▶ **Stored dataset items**
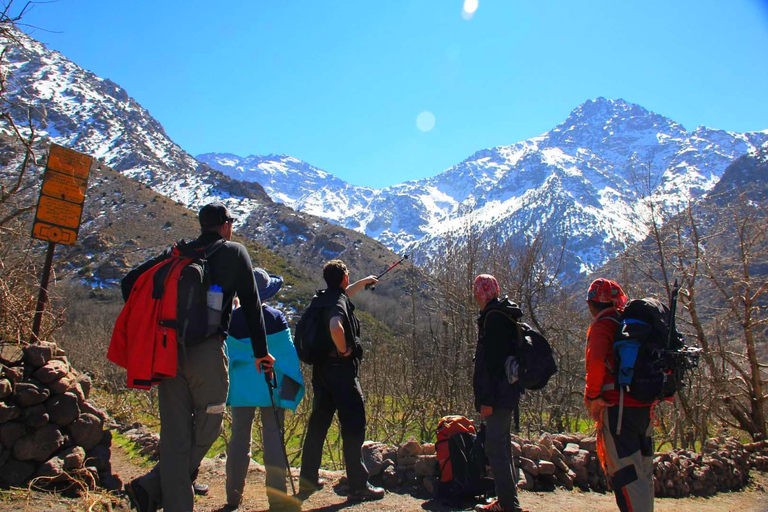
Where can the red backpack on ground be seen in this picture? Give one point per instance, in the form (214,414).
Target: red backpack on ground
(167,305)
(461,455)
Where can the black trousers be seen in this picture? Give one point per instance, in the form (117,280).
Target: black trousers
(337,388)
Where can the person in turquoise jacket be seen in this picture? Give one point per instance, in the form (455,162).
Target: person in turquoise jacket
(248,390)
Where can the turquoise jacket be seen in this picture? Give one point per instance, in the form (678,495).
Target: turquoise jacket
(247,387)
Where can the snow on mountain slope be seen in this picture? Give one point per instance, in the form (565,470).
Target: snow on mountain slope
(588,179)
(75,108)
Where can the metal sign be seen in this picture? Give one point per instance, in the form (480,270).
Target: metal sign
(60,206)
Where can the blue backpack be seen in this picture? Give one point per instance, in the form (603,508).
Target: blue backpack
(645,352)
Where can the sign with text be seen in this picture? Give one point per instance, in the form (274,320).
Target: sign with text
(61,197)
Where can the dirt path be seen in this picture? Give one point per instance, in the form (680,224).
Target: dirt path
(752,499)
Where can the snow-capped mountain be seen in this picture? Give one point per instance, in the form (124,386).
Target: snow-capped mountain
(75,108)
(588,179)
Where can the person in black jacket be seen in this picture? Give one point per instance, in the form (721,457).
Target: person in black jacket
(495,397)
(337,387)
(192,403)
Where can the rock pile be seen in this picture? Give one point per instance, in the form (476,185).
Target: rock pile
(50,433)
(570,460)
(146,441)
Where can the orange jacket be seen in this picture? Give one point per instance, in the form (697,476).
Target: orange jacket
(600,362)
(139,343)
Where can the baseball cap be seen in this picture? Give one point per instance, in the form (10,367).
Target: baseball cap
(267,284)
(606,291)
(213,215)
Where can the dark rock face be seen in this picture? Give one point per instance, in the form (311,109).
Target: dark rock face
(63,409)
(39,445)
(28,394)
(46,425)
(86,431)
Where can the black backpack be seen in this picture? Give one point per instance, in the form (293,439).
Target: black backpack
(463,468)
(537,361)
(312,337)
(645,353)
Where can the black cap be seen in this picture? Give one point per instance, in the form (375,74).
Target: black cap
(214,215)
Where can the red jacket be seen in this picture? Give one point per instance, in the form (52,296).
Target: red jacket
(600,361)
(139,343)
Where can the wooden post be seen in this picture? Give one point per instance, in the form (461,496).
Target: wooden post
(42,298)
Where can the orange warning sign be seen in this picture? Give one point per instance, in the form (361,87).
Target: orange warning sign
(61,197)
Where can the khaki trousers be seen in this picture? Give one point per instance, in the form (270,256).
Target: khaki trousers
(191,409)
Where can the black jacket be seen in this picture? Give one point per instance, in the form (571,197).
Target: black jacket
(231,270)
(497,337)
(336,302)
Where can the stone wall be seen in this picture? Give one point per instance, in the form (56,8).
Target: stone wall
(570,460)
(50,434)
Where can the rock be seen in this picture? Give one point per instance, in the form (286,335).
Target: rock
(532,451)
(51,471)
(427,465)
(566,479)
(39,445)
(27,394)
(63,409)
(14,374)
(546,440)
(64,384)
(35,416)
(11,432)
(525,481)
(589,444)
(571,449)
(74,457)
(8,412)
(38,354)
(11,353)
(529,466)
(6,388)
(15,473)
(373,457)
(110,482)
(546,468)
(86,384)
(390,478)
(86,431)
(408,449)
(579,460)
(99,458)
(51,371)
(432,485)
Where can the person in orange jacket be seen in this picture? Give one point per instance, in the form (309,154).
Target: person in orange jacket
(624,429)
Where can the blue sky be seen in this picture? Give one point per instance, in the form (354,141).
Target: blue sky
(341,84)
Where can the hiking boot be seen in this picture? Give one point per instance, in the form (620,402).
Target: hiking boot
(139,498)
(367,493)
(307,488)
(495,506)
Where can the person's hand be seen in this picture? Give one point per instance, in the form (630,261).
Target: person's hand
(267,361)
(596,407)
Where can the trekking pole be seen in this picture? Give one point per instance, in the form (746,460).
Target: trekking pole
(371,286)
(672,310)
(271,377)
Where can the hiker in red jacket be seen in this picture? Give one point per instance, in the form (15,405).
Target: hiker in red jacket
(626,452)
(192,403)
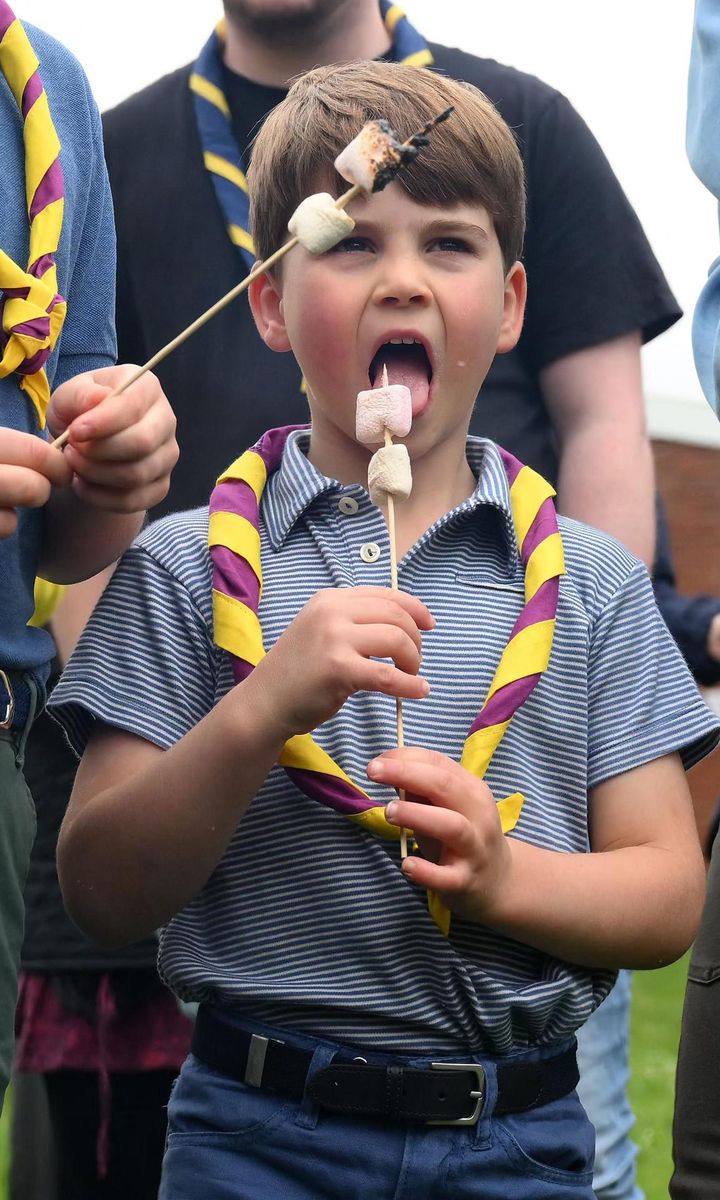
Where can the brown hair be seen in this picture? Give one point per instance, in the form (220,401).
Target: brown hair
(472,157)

▶ **EXERCISE REQUIREMENTS**
Reproduce every one of these records line for line, omitting the pictures from your answer.

▶ **CORRECT OUTPUT**
Where can the red backpack on ground be seen in this picture? Give one point per instance, in the form (214,414).
Target: red backpack on ground
(167,305)
(461,455)
Where can the black trousers be seen in this picture? Give one point per instance, in the form (117,280).
Target: black trousers
(337,388)
Where can the person in turquoise jacket be seen in this picture? Give one point per instance, in the form (455,162).
Target: person in turquoise jacket
(248,390)
Where can the turquoise jacket be seen in this picture? Give one point per instance, in the form (678,495).
Target: turquoise jacket
(247,387)
Where can the snow on mountain slope be seen in this picture? Give one point per instance, in the form (565,470).
Target: snow on mountain slope
(588,179)
(75,108)
Where can the metal sign be seen in this picture? Give one point per instance, in the form (480,270).
Target: metal sign
(60,206)
Where can the blue backpack be seen in this picture? Give one point per instance, in the form (603,508).
Target: blue backpack
(645,352)
Where can the sign with text be seen in this picture? Give one point per instance, in the form (274,320).
Target: sign with text
(61,197)
Where can the dirt path be seen in this picture? Give one point per instance, in the form (680,224).
Target: dirt path
(752,499)
Where can the snow-capped mountain be seen in this picture? Give one point per instance, in the form (124,386).
Target: snow-capped mountain
(75,108)
(588,179)
Where can the person in black jacket be seen in this picture? Give one point per instance, in the form (721,457).
Target: person in black jacket
(495,397)
(337,387)
(192,403)
Where can the rock pile be seen in this picture? Give one point per instance, in the form (476,185).
Target: rock pile
(50,433)
(570,460)
(146,441)
Where can the orange jacket be seen in this picture? Give one point per instance, in the form (697,476).
Target: orange jacket
(600,362)
(139,343)
Where can the baseball cap be seen in this picture? Give one point per instance, in the form (10,367).
Target: baseball cap
(267,284)
(606,291)
(213,215)
Where can the dark rock face be seen in this picture? Give one point per instance, in the form (311,109).
Target: dark rock face
(63,409)
(39,445)
(28,394)
(46,425)
(86,431)
Where can the black backpack be seen in this picture? Give one point per instance, in the form (293,439).
Target: black backpack
(463,468)
(537,361)
(312,337)
(645,353)
Where can the black cap be seen in this picture? Give one point per instance, in the form (375,74).
Target: black cap
(214,215)
Where can the red jacket be seen in this picture? Give one point per instance, in the form (52,296).
Target: red jacket
(600,361)
(139,343)
Where can the wooden post be seen in this picture? Give one point per instance, in the form (461,496).
Target: wooden post
(42,298)
Where can the orange warning sign be seen in this picture? Give one point per instance, in the form (361,87).
Target: orange warning sign
(61,197)
Where can the khaki trousers be seen in this picture? Give one point per instance, in the form (270,256).
Target: khaki trousers
(191,409)
Where can the black jacket be seen in this picture? Give one point per instance, in the form (571,197).
Target: black jacket
(231,270)
(497,337)
(336,302)
Where can the stone wall be seen in this picture? Give one point per instance, in the form (56,8).
Target: stone wall
(570,460)
(50,434)
Where can the rock be seen in this picture? Give one point per instance, in the form (286,335).
Target: rock
(532,451)
(51,471)
(427,465)
(566,479)
(39,445)
(27,394)
(63,409)
(14,374)
(546,440)
(64,384)
(35,416)
(11,432)
(525,481)
(589,444)
(571,449)
(74,457)
(8,412)
(38,354)
(11,353)
(529,466)
(6,388)
(15,473)
(373,457)
(110,482)
(546,468)
(86,384)
(390,478)
(86,431)
(408,449)
(579,460)
(99,458)
(51,371)
(432,485)
Where can the person in orange jacket be seen in this picture? Give one point per instance, in the form (309,154).
Target: person in orange jacket
(624,429)
Where can the blue sky be seen in this picture? Give one point per instance, in the form (354,141).
Target: blue sky
(341,84)
Where can the hiking boot be seen in this picture? Give one point per instance, in the form (620,402).
Target: hiking boot
(139,498)
(367,493)
(307,488)
(495,506)
Where can the person's hand be seen in this picture? Give one point per instance, in the form (630,261).
Target: person's hand
(267,361)
(596,407)
Where can the trekking pole be seen in this picture? Give one point per instance, in the form (746,460).
Target: trekking pole
(371,286)
(672,310)
(271,377)
Where can the hiker in red jacket be seen in this picture? Give one point per instance, in the form (15,405).
Target: hiker in red jacket
(626,452)
(192,403)
Where can the brown hair be seen in this picture? Give one point per instance, in the form (220,401).
Target: brown hair
(472,157)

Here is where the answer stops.